- [What to produce]
Using the news article on the SPCU unification study, explain why Eubank would be left out of a unified county government and what option Schmidt said it would still have.

- [Quoted text]
# # # #

SPCU study stresses plan isn’t political (Somerset) Commonwealth Journal

Article originally posted to the (Somerset) Commonwealth Journal web site http://www.somerset-kentucky.com/local/x1767997925/SPCU-Study-stresses-plan-isn-t-political-foresees-Somerset-as-third-largest-city-in-state

SPCU study stresses plan isn’t political; foresees Somerset as third largest city in state

by Bill Mardis Commonwealth Journal          Thu Jan 23, 2014, 07:38 PM EST

Somerset — Unifying governments in Pulaski County is a citizen-driven opportunity to streamline government through unification and is not involved in politics.
This was the central theme of a study released late yesterday to the Commonwealth Journal, and then to the public at a Somerset-Pulaski County Chamber of Commerce “Business After Hours” event at The Center for Rural Development.
The 10-month study, commissioned by Somerset-Pulaski County United (SPCU), a group of about 150 civic and business leaders, was conducted by Luke Schmidt, president of Louisville-based consulting firm L.B. Schmidt & Associates.
“Neither SPCU nor locally elected officials, only voters can approve or reject unification,” Schmidt emphasized from the start. “We have never said … we will never say existing governments in Pulaski County are bad, nor does the study reflect negativity,” he insisted.
The study insists unification presents an opportunity to build a bigger and better community. “The opportunity exists to make good local government great with everyone focused on a common purpose –– to grow the community and create new jobs,” Schmidt said. “For communities that have unified, not one has dissolved its unified government to return to the former form of duplicative government, he related.
“This study provides a foundation for SPCU as we begin to consider both the positives and negatives that might accrue to our community if the community wishes to unify the various local governments, said SPCU chairman Brook Ping. “It is an educational process,” he added.
Unified governments in the county would dissolve city boundaries and create one government for the entire county. The exception is Eubank which straddles the Pulaski-Lincoln county line and by state law is not eligible to participate in a unified government. Schmidt said Eubank could enter into an interlocal agreement and be a participating city with unified governments.

# # # #

- [Record extracts]

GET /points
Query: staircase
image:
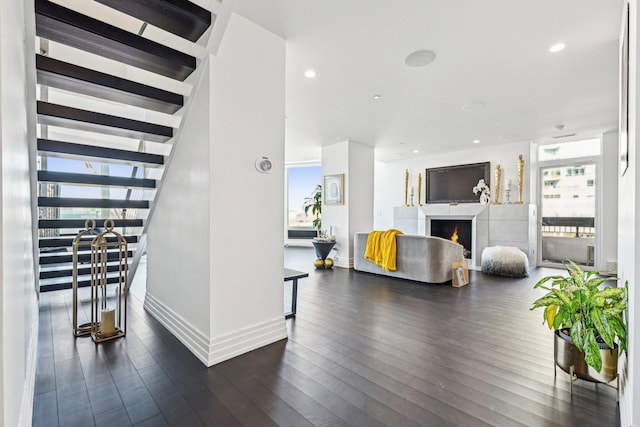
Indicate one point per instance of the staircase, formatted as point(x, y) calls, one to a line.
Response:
point(104, 138)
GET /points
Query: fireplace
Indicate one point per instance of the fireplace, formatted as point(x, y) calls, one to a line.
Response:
point(457, 230)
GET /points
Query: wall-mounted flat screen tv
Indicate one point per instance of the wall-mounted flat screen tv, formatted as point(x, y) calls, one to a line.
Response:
point(454, 184)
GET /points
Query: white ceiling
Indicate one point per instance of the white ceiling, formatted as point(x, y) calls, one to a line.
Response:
point(493, 79)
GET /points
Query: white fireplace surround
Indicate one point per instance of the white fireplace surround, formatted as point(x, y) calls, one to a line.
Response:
point(478, 215)
point(491, 225)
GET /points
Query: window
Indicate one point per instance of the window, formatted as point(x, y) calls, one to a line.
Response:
point(301, 181)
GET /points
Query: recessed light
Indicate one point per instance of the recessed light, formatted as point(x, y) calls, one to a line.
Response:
point(557, 47)
point(475, 105)
point(420, 58)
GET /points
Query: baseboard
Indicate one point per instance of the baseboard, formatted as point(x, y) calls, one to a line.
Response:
point(216, 349)
point(196, 341)
point(26, 408)
point(244, 340)
point(343, 262)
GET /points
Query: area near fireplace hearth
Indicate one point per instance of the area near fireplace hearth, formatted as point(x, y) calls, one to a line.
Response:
point(478, 226)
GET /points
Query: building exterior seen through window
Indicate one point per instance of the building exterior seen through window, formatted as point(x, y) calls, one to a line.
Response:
point(301, 182)
point(568, 201)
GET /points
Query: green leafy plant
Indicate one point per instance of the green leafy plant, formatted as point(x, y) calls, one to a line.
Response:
point(314, 203)
point(592, 312)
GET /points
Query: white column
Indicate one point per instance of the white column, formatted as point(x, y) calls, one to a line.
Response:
point(215, 266)
point(356, 162)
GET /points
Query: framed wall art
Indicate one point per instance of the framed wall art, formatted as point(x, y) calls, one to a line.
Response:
point(334, 189)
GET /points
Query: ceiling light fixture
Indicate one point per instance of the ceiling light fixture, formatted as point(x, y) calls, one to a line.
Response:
point(420, 58)
point(475, 105)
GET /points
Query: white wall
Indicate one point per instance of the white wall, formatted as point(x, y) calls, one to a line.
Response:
point(247, 256)
point(18, 306)
point(390, 176)
point(628, 248)
point(609, 200)
point(178, 249)
point(361, 170)
point(356, 162)
point(215, 258)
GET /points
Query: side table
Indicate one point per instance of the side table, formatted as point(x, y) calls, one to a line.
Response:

# # # #

- [Output for this exercise]
Eubank straddles the Pulaski-Lincoln county line, and by state law that makes it ineligible to participate in a unified government. Schmidt said Eubank could still enter into an interlocal agreement and be a participating city with the unified governments.